### [Description of the task]
From the line containing "Question. The picture above shows the drum head." through the last line of the data, return those lines exactly as written and nothing more.

=====

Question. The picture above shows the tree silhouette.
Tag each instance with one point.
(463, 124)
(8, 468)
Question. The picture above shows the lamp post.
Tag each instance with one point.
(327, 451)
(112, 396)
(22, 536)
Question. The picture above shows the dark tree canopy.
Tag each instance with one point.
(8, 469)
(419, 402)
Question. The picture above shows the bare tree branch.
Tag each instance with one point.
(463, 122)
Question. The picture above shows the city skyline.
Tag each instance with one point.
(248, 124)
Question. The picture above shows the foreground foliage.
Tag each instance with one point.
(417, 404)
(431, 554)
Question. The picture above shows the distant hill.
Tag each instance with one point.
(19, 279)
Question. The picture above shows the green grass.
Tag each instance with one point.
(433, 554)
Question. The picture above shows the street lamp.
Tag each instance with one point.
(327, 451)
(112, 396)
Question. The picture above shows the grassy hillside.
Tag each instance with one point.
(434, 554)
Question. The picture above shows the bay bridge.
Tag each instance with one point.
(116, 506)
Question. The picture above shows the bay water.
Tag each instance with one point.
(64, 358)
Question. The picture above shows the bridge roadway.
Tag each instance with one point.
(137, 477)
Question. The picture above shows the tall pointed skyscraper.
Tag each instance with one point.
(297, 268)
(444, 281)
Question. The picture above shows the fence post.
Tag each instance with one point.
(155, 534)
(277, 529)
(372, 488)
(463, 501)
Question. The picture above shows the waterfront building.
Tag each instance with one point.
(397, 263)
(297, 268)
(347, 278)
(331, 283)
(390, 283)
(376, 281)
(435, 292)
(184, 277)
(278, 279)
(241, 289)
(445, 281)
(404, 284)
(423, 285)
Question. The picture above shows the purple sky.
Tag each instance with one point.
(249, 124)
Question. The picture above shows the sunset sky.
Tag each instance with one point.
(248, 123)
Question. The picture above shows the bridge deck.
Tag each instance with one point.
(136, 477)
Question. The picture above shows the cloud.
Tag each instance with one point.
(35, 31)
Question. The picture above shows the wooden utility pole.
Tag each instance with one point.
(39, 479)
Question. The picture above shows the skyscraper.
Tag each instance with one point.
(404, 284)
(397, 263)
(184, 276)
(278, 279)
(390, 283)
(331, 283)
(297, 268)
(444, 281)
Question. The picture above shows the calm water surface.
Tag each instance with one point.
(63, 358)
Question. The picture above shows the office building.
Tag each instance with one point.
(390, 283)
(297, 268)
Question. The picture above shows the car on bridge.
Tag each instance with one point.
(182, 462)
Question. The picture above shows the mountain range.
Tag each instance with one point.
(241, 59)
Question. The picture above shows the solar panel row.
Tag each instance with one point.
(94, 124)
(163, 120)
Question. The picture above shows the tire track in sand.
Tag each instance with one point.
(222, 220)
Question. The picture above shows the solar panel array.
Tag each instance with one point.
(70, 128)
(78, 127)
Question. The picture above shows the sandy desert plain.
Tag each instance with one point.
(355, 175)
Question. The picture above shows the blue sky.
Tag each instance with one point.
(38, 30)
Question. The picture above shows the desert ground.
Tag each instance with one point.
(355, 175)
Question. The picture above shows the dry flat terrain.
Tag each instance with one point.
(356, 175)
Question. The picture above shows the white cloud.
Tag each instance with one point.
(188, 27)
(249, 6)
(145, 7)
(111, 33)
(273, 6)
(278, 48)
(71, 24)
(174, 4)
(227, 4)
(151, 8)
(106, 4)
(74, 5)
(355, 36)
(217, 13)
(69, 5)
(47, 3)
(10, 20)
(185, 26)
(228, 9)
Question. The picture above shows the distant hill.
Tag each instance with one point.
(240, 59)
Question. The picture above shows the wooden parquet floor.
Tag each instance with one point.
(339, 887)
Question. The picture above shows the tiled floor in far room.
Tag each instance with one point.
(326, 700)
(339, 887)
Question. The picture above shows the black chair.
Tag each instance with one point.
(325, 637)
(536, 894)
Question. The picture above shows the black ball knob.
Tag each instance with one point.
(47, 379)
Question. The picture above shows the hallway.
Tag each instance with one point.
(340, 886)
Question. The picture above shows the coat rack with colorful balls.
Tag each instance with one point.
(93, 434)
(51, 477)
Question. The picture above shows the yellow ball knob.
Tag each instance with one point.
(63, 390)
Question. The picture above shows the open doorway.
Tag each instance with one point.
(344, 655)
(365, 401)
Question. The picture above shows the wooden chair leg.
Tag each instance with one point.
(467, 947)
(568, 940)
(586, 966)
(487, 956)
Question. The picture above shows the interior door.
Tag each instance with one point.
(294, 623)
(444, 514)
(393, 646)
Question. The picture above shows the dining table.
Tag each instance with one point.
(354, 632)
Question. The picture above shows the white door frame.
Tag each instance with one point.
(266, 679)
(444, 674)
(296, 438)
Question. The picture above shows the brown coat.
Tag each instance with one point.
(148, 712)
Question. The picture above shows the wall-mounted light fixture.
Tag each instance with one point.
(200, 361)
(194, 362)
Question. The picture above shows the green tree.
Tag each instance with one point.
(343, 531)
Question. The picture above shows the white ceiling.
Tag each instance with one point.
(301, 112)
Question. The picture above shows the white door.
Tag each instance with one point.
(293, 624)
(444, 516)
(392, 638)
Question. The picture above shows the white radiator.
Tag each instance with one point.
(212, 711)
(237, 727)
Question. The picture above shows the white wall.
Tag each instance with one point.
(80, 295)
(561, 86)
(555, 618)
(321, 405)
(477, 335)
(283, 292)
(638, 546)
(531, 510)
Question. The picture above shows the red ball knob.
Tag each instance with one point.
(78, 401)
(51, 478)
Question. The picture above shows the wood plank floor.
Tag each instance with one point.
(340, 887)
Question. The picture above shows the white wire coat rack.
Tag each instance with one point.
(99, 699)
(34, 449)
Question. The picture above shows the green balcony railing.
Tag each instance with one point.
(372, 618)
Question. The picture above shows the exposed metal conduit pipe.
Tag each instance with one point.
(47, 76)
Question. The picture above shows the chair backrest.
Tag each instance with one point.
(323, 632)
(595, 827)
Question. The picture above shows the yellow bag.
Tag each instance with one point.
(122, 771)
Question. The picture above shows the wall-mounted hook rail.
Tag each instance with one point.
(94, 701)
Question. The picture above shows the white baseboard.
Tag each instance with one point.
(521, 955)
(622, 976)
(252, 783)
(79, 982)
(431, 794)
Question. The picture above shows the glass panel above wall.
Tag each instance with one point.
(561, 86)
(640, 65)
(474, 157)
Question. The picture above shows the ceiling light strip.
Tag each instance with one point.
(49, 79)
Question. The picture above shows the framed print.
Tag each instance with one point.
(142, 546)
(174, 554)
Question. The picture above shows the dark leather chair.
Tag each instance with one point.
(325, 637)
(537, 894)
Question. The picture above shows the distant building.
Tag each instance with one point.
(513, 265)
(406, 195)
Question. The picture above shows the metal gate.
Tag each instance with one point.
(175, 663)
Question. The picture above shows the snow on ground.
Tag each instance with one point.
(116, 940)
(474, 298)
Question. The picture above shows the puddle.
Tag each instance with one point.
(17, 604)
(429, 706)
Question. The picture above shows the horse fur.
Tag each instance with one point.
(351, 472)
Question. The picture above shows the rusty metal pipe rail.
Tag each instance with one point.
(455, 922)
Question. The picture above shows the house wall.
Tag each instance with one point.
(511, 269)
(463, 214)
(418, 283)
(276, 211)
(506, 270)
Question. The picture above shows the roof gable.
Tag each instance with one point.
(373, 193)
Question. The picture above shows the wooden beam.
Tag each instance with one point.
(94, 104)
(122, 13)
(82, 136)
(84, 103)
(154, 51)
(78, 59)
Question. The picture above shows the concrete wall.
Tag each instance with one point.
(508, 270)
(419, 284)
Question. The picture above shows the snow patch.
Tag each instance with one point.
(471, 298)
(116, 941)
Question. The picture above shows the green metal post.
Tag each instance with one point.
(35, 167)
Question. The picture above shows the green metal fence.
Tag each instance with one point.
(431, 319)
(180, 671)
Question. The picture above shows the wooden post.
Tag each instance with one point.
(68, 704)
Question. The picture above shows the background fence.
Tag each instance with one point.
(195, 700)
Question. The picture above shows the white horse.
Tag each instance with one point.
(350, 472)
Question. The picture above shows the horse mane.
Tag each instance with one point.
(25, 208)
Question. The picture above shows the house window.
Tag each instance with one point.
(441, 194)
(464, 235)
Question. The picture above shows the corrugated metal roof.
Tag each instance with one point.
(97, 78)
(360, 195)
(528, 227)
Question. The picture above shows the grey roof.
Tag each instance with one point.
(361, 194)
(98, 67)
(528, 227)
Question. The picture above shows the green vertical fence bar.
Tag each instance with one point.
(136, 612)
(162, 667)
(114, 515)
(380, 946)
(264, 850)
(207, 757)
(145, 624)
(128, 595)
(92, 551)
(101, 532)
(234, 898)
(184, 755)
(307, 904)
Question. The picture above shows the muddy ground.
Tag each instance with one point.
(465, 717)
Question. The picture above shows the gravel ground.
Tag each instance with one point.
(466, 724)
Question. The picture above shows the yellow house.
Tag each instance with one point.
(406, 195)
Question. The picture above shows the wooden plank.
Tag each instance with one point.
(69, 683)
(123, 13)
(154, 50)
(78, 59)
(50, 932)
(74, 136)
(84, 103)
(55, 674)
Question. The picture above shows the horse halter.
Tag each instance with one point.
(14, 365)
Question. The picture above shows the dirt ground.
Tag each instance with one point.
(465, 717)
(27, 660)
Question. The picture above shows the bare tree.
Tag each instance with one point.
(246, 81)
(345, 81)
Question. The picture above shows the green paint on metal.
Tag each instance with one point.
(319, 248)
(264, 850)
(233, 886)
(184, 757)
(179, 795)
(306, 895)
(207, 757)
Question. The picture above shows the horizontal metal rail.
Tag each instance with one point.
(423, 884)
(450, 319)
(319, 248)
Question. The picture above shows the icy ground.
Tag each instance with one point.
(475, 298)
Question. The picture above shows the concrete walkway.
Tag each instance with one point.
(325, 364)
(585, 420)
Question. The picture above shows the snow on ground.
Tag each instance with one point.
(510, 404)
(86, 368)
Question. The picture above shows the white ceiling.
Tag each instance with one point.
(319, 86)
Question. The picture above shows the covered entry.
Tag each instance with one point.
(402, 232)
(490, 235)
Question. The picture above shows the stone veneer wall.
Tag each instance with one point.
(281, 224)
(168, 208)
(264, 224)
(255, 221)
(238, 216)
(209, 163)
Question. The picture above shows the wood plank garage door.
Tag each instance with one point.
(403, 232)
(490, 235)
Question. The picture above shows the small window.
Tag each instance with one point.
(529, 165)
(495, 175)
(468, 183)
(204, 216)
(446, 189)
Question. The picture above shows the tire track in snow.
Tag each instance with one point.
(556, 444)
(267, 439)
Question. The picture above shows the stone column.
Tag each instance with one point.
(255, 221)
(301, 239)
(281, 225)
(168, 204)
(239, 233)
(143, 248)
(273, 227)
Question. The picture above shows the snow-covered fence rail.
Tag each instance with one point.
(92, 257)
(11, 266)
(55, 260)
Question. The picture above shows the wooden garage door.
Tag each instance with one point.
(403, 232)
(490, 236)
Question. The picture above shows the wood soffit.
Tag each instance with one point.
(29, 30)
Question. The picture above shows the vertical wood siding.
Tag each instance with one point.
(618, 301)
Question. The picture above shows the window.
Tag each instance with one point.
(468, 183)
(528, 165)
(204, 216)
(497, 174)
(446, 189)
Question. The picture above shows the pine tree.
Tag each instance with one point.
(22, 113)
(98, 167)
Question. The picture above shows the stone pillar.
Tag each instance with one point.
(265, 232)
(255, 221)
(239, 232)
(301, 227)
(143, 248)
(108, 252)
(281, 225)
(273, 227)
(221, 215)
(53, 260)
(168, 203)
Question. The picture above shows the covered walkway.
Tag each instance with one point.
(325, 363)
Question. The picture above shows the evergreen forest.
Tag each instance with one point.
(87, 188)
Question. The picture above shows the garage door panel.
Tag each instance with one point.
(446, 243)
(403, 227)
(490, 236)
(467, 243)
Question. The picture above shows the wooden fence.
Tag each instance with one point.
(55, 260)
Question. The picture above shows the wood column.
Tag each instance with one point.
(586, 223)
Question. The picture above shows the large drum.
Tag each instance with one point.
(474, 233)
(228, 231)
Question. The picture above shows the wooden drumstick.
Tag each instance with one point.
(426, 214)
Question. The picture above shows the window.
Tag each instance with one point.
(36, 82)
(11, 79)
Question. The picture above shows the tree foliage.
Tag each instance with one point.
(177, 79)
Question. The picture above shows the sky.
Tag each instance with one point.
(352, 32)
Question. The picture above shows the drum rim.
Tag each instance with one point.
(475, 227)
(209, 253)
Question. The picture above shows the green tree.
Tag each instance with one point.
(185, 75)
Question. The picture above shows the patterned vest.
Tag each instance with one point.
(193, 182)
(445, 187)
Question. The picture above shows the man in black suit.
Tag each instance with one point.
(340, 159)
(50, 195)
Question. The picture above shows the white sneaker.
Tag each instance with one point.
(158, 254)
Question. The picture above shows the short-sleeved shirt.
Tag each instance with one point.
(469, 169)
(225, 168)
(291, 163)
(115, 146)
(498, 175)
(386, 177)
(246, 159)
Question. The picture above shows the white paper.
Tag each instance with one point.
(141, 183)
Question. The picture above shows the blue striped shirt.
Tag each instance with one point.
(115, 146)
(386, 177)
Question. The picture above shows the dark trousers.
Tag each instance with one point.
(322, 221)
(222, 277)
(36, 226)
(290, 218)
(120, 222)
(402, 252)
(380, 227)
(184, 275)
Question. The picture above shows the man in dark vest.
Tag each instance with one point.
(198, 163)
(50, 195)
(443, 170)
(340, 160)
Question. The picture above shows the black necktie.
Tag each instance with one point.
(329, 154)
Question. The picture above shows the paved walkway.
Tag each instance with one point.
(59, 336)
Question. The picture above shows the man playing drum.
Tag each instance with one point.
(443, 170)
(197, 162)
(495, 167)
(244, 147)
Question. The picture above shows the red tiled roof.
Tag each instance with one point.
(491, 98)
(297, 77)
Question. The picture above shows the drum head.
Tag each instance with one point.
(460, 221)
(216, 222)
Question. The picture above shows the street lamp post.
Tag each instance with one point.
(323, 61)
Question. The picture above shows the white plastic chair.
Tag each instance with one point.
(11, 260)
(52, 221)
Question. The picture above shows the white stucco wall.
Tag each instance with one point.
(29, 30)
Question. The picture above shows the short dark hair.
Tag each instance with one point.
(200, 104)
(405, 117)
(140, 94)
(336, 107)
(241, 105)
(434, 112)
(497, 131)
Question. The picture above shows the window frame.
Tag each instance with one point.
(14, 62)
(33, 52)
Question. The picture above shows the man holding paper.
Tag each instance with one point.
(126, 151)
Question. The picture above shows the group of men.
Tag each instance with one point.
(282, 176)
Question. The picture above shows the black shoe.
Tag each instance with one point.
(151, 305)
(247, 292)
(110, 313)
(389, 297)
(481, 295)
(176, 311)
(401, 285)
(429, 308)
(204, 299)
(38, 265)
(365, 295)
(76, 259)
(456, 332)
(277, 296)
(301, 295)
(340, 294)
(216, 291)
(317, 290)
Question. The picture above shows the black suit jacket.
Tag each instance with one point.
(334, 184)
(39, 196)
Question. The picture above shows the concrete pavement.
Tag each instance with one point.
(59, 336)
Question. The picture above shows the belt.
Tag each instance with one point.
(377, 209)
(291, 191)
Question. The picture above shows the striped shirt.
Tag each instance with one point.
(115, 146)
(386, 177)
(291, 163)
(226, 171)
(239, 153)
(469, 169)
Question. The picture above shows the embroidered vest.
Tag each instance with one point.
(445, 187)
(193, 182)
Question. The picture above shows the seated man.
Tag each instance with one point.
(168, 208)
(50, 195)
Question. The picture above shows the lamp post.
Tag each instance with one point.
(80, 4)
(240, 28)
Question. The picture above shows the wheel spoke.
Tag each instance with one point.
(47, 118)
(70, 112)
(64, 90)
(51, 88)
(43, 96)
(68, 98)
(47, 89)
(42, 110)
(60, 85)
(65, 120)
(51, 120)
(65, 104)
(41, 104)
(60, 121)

=====

### [Solution below]
Question. The picture above shows the drum head.
Tag each instance with one point.
(460, 221)
(216, 222)
Question. The picture above shows the street lamp post.
Tag each instance with one point.
(323, 61)
Question. The picture above shows the white plastic chair.
Tag each instance with one point.
(11, 260)
(52, 221)
Question. The picture above shows the white stucco wall.
Tag each instance with one point.
(29, 30)
Question. The picture above shows the short dark hair.
Tag each instance with one point.
(200, 104)
(405, 117)
(140, 94)
(336, 107)
(241, 105)
(434, 112)
(497, 131)
Question. The picture above shows the window frame.
Tag each instance with one point.
(14, 62)
(33, 52)
Question. The picture above shows the man holding paper.
Tag each instance with one point.
(126, 151)
Question. The picture above shows the group of men.
Tag each instance with one point.
(282, 176)
Question. The picture above shows the black shoe.
Tag each instance with one point.
(151, 305)
(247, 292)
(110, 313)
(389, 297)
(481, 295)
(176, 311)
(401, 285)
(429, 308)
(204, 299)
(38, 265)
(365, 295)
(76, 259)
(456, 332)
(277, 296)
(301, 295)
(340, 294)
(216, 291)
(317, 290)
Question. The picture above shows the black suit jacket.
Tag each instance with one point.
(334, 184)
(39, 196)
Question. The picture above shows the concrete pavement.
Tag each instance with one point.
(59, 336)
Question. The picture above shows the belt.
Tag each instance with one point.
(377, 209)
(291, 191)
Question. The picture above shows the striped shirt.
Tag each instance with one point.
(115, 146)
(386, 177)
(291, 163)
(226, 171)
(239, 153)
(469, 169)
Question. The picture above shows the embroidered vest.
Tag each instance with one point.
(445, 187)
(193, 182)
Question. The picture above shows the seated man.
Tag each instance with one point.
(168, 208)
(50, 195)
Question. The picture above shows the lamp post.
Tag each instance with one point.
(80, 4)
(240, 28)
Question. The picture above shows the wheel spoke.
Tag each instance with one point.
(47, 118)
(70, 112)
(64, 90)
(51, 88)
(43, 96)
(68, 98)
(47, 89)
(42, 110)
(60, 85)
(65, 120)
(51, 120)
(65, 104)
(41, 104)
(60, 121)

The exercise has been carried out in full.